▶ **Given task**: Write out every item below word for word, but leave the pictures out.

▶ **Data to use**:
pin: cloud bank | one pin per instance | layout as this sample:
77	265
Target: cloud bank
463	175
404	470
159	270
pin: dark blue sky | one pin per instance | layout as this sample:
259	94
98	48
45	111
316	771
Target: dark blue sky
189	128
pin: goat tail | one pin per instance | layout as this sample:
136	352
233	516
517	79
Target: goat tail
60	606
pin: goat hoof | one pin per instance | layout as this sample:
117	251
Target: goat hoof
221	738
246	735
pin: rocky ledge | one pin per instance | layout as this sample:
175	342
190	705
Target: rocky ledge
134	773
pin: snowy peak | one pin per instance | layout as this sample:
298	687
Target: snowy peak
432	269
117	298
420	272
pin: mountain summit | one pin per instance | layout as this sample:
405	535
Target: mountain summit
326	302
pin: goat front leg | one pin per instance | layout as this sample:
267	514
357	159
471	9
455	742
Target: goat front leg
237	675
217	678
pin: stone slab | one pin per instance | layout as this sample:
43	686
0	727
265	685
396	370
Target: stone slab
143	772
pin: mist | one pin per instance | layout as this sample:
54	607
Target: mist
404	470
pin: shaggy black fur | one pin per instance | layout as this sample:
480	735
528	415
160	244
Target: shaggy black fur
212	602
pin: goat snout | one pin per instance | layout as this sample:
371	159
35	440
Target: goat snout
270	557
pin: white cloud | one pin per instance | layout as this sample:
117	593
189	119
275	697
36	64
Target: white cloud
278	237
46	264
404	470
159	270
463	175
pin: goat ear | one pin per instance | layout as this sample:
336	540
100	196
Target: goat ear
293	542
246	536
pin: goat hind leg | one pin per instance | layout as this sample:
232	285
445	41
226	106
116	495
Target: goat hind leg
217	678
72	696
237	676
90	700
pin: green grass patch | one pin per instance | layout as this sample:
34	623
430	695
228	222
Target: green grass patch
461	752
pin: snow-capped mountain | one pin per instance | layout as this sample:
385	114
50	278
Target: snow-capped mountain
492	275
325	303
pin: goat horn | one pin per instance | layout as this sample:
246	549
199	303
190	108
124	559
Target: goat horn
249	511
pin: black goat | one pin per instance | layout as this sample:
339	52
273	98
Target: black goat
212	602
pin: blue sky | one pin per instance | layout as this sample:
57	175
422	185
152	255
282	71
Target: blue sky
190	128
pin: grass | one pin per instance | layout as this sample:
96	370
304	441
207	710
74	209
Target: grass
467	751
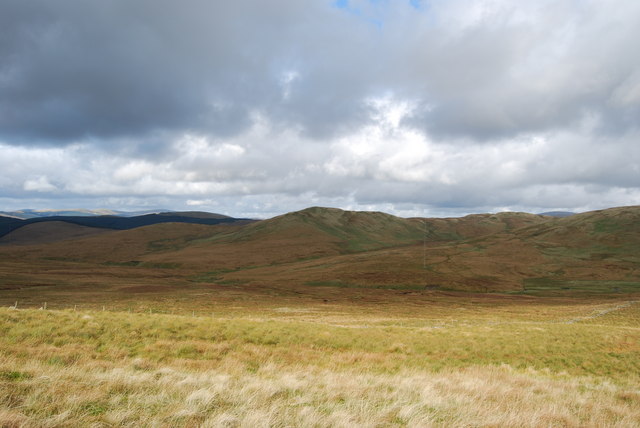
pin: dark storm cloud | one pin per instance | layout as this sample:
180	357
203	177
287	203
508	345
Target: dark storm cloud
76	69
458	104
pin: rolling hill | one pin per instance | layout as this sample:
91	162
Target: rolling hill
326	247
9	224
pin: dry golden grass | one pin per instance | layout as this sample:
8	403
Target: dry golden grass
135	393
461	364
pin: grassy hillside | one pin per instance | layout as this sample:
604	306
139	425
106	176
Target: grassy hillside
324	247
454	361
327	318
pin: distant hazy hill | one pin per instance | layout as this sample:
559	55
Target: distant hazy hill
514	252
558	213
8	225
50	231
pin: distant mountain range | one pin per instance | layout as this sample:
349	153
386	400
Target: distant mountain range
93	219
595	251
30	213
558	213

▶ **Answer to the exercise**:
pin: cloud bank | one pin per instance | layout as this sample:
77	265
Target: cloud bank
463	175
404	470
159	270
pin: dark blue sky | one pin per instance | layout as this sample:
259	94
98	48
45	111
316	771
Target: dark blue sky
189	128
pin: goat tail | one pin per instance | layout as this sample:
136	352
233	516
517	79
Target: goat tail
60	606
pin: goat hoof | one pin per instance | layout as this sample:
117	251
Target: goat hoof
221	738
246	735
pin: rocky ledge | one pin per instance | layout as this sample:
175	342
190	705
Target: rocky ledge
134	773
pin: snowy peak | one pin per instance | layout as this sample:
298	687
Target: snowy peak
432	269
117	298
420	272
pin: mountain summit | one pin per instance | layout as this sample:
405	535
Target: mountain summit
326	302
pin: goat front leg | one pin per instance | layout as this sample:
267	514
357	159
471	9
455	742
Target: goat front leg
237	675
217	678
pin: stone slab | one pin per instance | layout as this sample:
43	686
0	727
265	685
396	370
Target: stone slab
143	772
pin: mist | one pin per instance | layout as this sample:
54	607
Target: mist
404	470
pin: shaggy black fur | one pin per instance | layout as this sample:
480	735
528	415
160	244
Target: shaggy black fur
212	602
pin: goat snout | one pin per instance | layout as this sample:
371	159
35	440
Target: goat snout
270	557
pin: white cloud | one pin per instance | layout as this sample:
117	593
189	119
275	697
36	64
Target: white cloud
278	237
46	264
404	470
159	270
463	175
pin: goat ear | one pin per instance | layout as this sample:
336	540
100	196
Target: goat ear
293	542
246	536
pin: goat hind leg | one pin per instance | layout as this sample:
232	285
445	41
226	106
116	495
Target: goat hind leg
217	678
72	696
237	676
90	700
pin: green grass patch | one pin per instance | layout as this sample:
34	623
430	695
228	222
Target: green grass patch
461	752
pin: snow-capped mountain | one pin per instance | layout as this sample:
385	114
50	278
Target: snow-capped mountain
492	275
325	303
pin: goat horn | one pin per instance | layout as this sample:
246	549
199	303
190	108
124	559
Target: goat horn
249	511
pin: black goat | one pin per instance | layout as this sample:
339	52
273	98
Target: black goat
212	602
pin: blue sky | one pin per instance | layout as this sample:
57	175
422	185
152	255
282	71
Target: blue sky
190	128
pin: grass | one pin per instance | layout as this sample:
96	370
304	441
207	710
74	209
Target: grass
467	751
pin: dark storm cloud | one pin per instance | layout as this sample:
180	357
203	177
287	203
508	345
Target: dark storm cloud
76	69
458	104
pin: rolling hill | one pin per instance | layout as this sample:
91	162
Target: rolling hill
326	247
9	224
pin: dry golden grass | one pin per instance | layout as this sample:
8	403
Target: dry golden grass
135	393
461	364
pin: grassy hillside | one pin per instance | layout as this sample:
604	306
139	425
106	176
Target: grassy hillside
324	247
454	361
327	318
pin: distant hazy hill | one pin per instance | layout as this sample:
559	55
Target: distant hazy hill
514	252
558	213
8	225
50	231
pin: distant mountain range | one pin per instance | layout as this sample:
349	153
386	400
Target: distant mountain range
93	219
595	251
30	213
558	213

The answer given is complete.